Problem description: Write out, word for word, every line from the one containing "Sports-analytics tagging: mark the dark cloud" through the last line of the records below, both ends included.

— START OF Given records —

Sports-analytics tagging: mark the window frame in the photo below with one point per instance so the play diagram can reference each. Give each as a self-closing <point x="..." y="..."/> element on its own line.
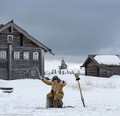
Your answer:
<point x="3" y="54"/>
<point x="35" y="55"/>
<point x="33" y="73"/>
<point x="26" y="55"/>
<point x="16" y="56"/>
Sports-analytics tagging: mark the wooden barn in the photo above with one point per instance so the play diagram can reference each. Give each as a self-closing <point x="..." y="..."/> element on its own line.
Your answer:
<point x="102" y="65"/>
<point x="20" y="53"/>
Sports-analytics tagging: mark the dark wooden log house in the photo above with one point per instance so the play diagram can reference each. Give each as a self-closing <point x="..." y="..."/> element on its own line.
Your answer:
<point x="102" y="65"/>
<point x="20" y="53"/>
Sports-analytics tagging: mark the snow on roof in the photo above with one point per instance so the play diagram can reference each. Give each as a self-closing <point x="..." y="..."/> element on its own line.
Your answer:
<point x="107" y="59"/>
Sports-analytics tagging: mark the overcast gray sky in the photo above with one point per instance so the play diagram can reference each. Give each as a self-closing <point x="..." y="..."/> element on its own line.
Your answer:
<point x="71" y="28"/>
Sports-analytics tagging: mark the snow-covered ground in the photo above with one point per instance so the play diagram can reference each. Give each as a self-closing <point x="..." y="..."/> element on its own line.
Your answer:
<point x="101" y="95"/>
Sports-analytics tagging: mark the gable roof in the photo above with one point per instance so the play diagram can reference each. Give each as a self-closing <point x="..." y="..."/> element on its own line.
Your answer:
<point x="19" y="29"/>
<point x="103" y="60"/>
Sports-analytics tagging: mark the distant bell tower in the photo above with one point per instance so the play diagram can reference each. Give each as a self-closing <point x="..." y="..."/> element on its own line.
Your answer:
<point x="63" y="65"/>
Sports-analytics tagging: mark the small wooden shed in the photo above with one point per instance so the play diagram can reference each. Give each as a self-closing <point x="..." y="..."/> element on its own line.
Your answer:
<point x="102" y="65"/>
<point x="20" y="53"/>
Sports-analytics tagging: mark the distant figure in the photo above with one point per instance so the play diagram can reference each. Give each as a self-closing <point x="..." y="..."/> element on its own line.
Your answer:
<point x="54" y="98"/>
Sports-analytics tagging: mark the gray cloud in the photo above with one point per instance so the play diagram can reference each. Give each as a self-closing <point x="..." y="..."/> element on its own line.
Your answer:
<point x="71" y="28"/>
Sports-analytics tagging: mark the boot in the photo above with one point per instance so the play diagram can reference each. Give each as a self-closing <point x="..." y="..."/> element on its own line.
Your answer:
<point x="49" y="103"/>
<point x="57" y="103"/>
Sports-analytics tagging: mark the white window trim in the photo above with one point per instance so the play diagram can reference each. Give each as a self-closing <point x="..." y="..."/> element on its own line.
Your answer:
<point x="16" y="55"/>
<point x="35" y="55"/>
<point x="26" y="55"/>
<point x="2" y="54"/>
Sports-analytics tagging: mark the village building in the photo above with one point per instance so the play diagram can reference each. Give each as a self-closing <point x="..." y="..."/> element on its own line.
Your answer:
<point x="63" y="65"/>
<point x="102" y="65"/>
<point x="20" y="53"/>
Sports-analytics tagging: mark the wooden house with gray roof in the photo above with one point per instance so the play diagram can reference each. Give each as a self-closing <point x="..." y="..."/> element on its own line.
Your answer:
<point x="102" y="65"/>
<point x="20" y="53"/>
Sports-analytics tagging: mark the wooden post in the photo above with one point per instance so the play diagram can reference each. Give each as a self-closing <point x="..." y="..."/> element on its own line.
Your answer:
<point x="9" y="61"/>
<point x="42" y="62"/>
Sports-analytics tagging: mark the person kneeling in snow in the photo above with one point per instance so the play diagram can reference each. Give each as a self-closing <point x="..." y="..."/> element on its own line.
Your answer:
<point x="54" y="98"/>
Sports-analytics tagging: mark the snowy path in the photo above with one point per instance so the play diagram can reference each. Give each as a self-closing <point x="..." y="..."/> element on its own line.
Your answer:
<point x="102" y="98"/>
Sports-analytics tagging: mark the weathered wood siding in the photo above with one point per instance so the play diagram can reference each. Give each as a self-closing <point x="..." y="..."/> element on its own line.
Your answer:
<point x="21" y="68"/>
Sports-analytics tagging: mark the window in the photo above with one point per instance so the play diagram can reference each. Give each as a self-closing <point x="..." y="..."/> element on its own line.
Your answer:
<point x="33" y="72"/>
<point x="2" y="54"/>
<point x="10" y="38"/>
<point x="35" y="56"/>
<point x="26" y="55"/>
<point x="16" y="55"/>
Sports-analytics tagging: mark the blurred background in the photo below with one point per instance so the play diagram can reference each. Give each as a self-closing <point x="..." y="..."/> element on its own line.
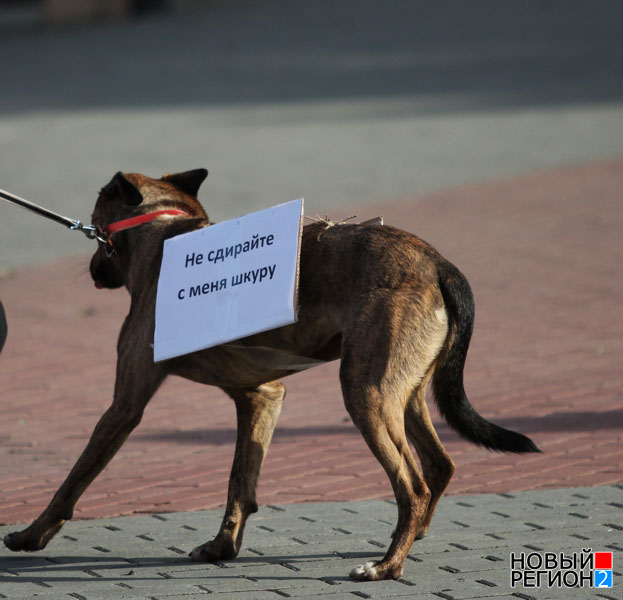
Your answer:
<point x="345" y="102"/>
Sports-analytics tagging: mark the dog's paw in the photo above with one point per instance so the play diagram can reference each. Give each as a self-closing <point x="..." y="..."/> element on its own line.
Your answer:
<point x="365" y="572"/>
<point x="213" y="551"/>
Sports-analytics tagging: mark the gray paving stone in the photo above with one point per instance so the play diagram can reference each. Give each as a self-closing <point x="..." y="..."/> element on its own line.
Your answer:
<point x="308" y="550"/>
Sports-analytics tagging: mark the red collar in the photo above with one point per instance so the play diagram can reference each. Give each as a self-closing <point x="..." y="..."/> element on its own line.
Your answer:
<point x="136" y="221"/>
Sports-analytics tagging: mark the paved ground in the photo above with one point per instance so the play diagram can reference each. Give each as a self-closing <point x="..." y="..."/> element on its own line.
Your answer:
<point x="307" y="551"/>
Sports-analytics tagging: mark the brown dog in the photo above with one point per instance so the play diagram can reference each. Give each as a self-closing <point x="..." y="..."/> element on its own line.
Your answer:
<point x="385" y="302"/>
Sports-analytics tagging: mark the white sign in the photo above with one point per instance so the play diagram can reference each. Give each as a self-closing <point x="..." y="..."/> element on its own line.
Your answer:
<point x="228" y="281"/>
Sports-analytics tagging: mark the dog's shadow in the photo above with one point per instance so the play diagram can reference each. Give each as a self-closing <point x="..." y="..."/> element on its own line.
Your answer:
<point x="46" y="571"/>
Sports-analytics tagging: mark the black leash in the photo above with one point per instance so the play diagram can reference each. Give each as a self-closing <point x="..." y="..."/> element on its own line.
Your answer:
<point x="74" y="225"/>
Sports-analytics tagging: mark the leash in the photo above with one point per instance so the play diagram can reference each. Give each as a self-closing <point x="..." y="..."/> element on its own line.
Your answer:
<point x="89" y="230"/>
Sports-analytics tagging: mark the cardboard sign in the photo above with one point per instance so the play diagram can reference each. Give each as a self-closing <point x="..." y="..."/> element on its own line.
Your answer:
<point x="228" y="281"/>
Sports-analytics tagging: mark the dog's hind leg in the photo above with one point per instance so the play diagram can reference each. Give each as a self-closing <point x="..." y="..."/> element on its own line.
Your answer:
<point x="257" y="411"/>
<point x="133" y="389"/>
<point x="377" y="379"/>
<point x="437" y="465"/>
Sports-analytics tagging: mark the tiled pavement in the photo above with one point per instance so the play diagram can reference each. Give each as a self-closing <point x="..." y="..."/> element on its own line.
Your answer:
<point x="543" y="255"/>
<point x="307" y="550"/>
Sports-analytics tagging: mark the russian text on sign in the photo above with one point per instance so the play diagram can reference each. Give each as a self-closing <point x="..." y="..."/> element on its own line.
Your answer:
<point x="228" y="281"/>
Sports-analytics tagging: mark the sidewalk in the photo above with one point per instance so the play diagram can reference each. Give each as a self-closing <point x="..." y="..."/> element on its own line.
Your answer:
<point x="307" y="551"/>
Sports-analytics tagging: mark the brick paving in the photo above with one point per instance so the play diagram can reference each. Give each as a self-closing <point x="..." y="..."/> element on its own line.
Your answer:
<point x="543" y="253"/>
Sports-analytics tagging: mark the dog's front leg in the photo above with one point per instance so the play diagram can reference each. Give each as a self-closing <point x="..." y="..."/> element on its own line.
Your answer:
<point x="137" y="381"/>
<point x="257" y="411"/>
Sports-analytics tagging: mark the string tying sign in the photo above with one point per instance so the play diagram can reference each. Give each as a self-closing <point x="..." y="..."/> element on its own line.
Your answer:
<point x="228" y="281"/>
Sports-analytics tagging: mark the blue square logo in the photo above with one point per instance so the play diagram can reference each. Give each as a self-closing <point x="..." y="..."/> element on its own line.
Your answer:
<point x="603" y="578"/>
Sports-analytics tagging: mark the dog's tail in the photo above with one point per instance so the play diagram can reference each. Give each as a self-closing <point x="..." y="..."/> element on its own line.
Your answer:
<point x="448" y="376"/>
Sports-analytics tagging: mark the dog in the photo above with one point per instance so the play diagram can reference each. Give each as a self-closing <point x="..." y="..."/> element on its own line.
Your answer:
<point x="385" y="302"/>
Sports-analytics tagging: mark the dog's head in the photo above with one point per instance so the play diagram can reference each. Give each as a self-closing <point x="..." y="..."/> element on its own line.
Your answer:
<point x="129" y="195"/>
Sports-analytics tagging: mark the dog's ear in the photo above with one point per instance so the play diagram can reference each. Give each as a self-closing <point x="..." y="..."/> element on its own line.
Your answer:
<point x="188" y="182"/>
<point x="129" y="193"/>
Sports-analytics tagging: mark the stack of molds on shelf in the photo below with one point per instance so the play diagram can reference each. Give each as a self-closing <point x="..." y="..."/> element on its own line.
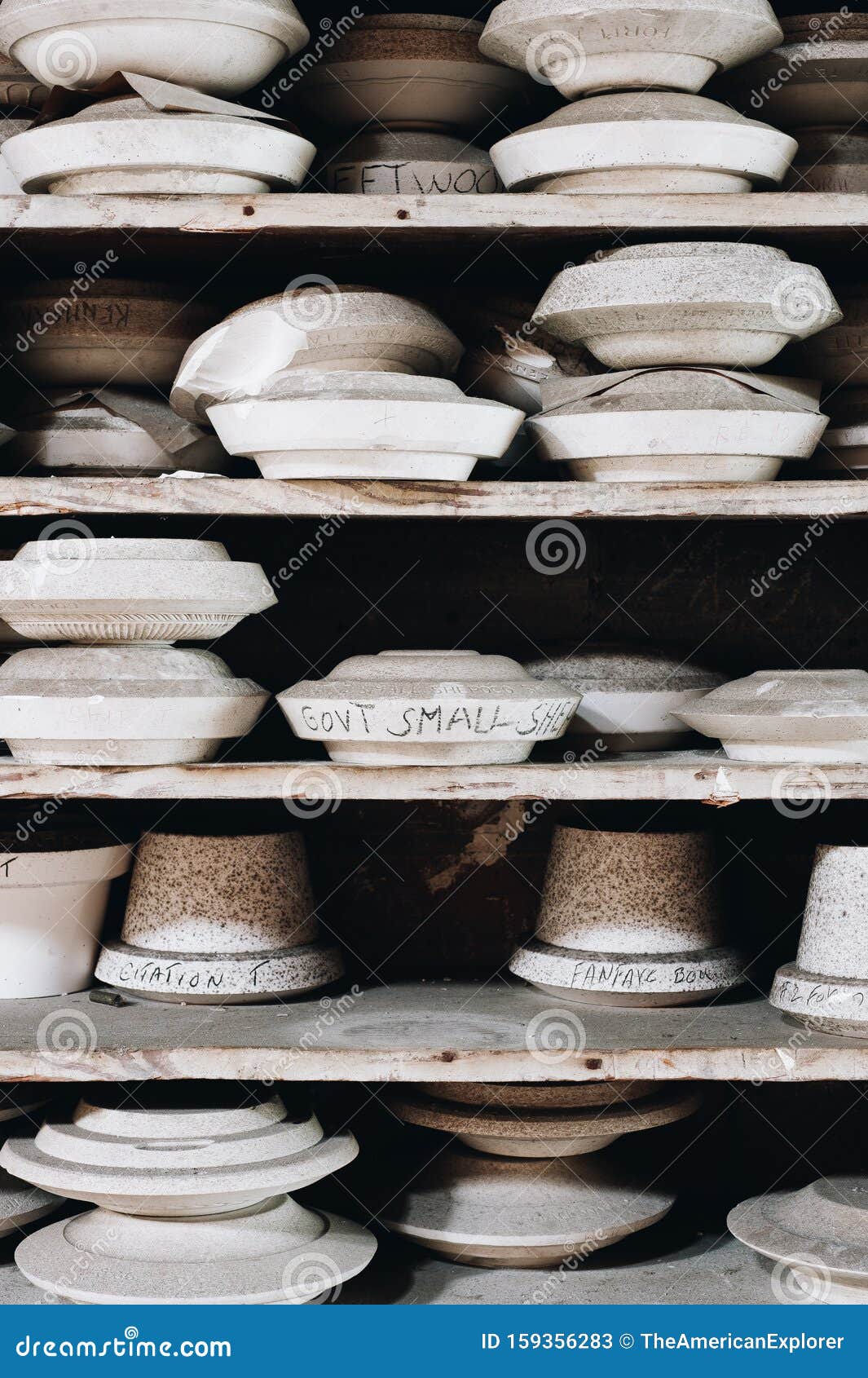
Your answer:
<point x="121" y="693"/>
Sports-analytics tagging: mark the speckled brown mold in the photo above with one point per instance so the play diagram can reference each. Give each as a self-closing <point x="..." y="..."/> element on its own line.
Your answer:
<point x="407" y="163"/>
<point x="582" y="47"/>
<point x="116" y="431"/>
<point x="678" y="425"/>
<point x="517" y="1213"/>
<point x="315" y="425"/>
<point x="411" y="72"/>
<point x="539" y="1126"/>
<point x="112" y="331"/>
<point x="427" y="707"/>
<point x="628" y="695"/>
<point x="818" y="1234"/>
<point x="53" y="906"/>
<point x="320" y="327"/>
<point x="127" y="146"/>
<point x="644" y="141"/>
<point x="102" y="591"/>
<point x="827" y="986"/>
<point x="218" y="46"/>
<point x="816" y="76"/>
<point x="121" y="706"/>
<point x="839" y="355"/>
<point x="830" y="160"/>
<point x="703" y="302"/>
<point x="192" y="1208"/>
<point x="630" y="920"/>
<point x="784" y="715"/>
<point x="192" y="934"/>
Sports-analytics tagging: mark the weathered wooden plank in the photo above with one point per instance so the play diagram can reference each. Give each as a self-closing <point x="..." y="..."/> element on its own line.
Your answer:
<point x="416" y="1031"/>
<point x="293" y="497"/>
<point x="351" y="221"/>
<point x="702" y="776"/>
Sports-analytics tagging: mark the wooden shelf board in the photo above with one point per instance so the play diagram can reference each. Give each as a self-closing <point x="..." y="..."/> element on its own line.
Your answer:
<point x="434" y="1031"/>
<point x="531" y="501"/>
<point x="205" y="223"/>
<point x="702" y="776"/>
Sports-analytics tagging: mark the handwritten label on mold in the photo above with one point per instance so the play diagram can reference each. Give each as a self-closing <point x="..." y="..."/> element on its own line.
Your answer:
<point x="379" y="721"/>
<point x="403" y="178"/>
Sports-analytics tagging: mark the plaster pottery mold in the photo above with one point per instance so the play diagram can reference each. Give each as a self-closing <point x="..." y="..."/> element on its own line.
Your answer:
<point x="346" y="329"/>
<point x="427" y="707"/>
<point x="618" y="44"/>
<point x="192" y="1202"/>
<point x="818" y="1232"/>
<point x="558" y="1120"/>
<point x="117" y="331"/>
<point x="411" y="72"/>
<point x="678" y="426"/>
<point x="845" y="444"/>
<point x="688" y="303"/>
<point x="21" y="1204"/>
<point x="121" y="706"/>
<point x="628" y="696"/>
<point x="827" y="986"/>
<point x="841" y="355"/>
<point x="192" y="933"/>
<point x="54" y="892"/>
<point x="830" y="160"/>
<point x="644" y="141"/>
<point x="630" y="920"/>
<point x="315" y="425"/>
<point x="824" y="58"/>
<point x="788" y="715"/>
<point x="517" y="1213"/>
<point x="126" y="148"/>
<point x="117" y="431"/>
<point x="408" y="163"/>
<point x="129" y="590"/>
<point x="215" y="46"/>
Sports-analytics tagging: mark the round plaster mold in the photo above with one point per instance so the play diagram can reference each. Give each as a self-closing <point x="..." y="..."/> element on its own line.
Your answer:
<point x="223" y="47"/>
<point x="193" y="934"/>
<point x="129" y="590"/>
<point x="173" y="1155"/>
<point x="644" y="141"/>
<point x="628" y="697"/>
<point x="817" y="1232"/>
<point x="317" y="327"/>
<point x="339" y="425"/>
<point x="827" y="986"/>
<point x="126" y="148"/>
<point x="542" y="1128"/>
<point x="580" y="47"/>
<point x="778" y="715"/>
<point x="53" y="906"/>
<point x="427" y="707"/>
<point x="408" y="163"/>
<point x="516" y="1213"/>
<point x="630" y="920"/>
<point x="411" y="72"/>
<point x="688" y="303"/>
<point x="119" y="331"/>
<point x="121" y="706"/>
<point x="678" y="425"/>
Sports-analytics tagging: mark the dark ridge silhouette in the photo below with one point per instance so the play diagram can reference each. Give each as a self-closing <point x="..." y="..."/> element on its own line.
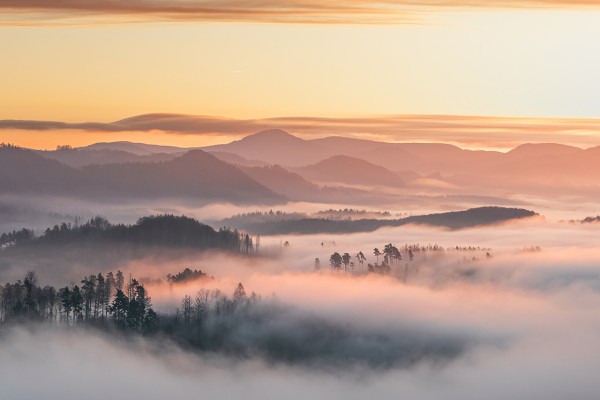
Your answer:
<point x="243" y="326"/>
<point x="541" y="150"/>
<point x="350" y="170"/>
<point x="160" y="230"/>
<point x="140" y="149"/>
<point x="275" y="146"/>
<point x="296" y="188"/>
<point x="196" y="176"/>
<point x="452" y="220"/>
<point x="81" y="157"/>
<point x="284" y="182"/>
<point x="235" y="159"/>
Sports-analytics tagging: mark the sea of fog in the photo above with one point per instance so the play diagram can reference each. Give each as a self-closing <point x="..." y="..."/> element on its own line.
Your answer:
<point x="521" y="322"/>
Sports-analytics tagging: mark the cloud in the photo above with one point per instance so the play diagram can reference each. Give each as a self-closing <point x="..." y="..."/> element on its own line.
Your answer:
<point x="271" y="11"/>
<point x="465" y="131"/>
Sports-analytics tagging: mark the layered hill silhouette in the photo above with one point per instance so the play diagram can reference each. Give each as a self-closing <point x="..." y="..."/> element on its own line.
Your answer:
<point x="470" y="218"/>
<point x="196" y="176"/>
<point x="92" y="155"/>
<point x="350" y="170"/>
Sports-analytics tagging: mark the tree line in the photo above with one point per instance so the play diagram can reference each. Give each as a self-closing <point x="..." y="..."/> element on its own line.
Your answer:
<point x="390" y="254"/>
<point x="115" y="303"/>
<point x="159" y="230"/>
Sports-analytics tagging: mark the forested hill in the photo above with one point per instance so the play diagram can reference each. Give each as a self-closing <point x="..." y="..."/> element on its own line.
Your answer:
<point x="162" y="230"/>
<point x="451" y="220"/>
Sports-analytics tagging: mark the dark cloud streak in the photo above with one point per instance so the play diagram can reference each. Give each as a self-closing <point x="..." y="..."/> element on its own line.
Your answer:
<point x="466" y="131"/>
<point x="269" y="11"/>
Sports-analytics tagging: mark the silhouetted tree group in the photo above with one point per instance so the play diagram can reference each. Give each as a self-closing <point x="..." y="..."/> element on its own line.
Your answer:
<point x="99" y="301"/>
<point x="161" y="230"/>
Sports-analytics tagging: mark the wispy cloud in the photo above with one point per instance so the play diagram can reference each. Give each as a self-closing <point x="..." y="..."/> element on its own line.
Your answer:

— END OF Given records —

Task answer:
Sports-analytics tagging: mark the dark cloud streak in the photo above with one point per instance so the play diagram can reference each. Give each as a self-closing <point x="..." y="..."/> element on its own line.
Your answer:
<point x="466" y="131"/>
<point x="269" y="11"/>
Sports-analytics tagging: mark the silhouetted tree group in the photo above with one point per instance so the play diagram can reference each. Give each as a self-closing <point x="..." y="..."/> element on its own line.
Your answer:
<point x="99" y="301"/>
<point x="161" y="230"/>
Sports-analytics tagging: mark the wispy cloud in the photo above with one point per instance so the play diagram can reference each. Give each as a self-closing <point x="..." y="..."/> element on its own line.
Your answer:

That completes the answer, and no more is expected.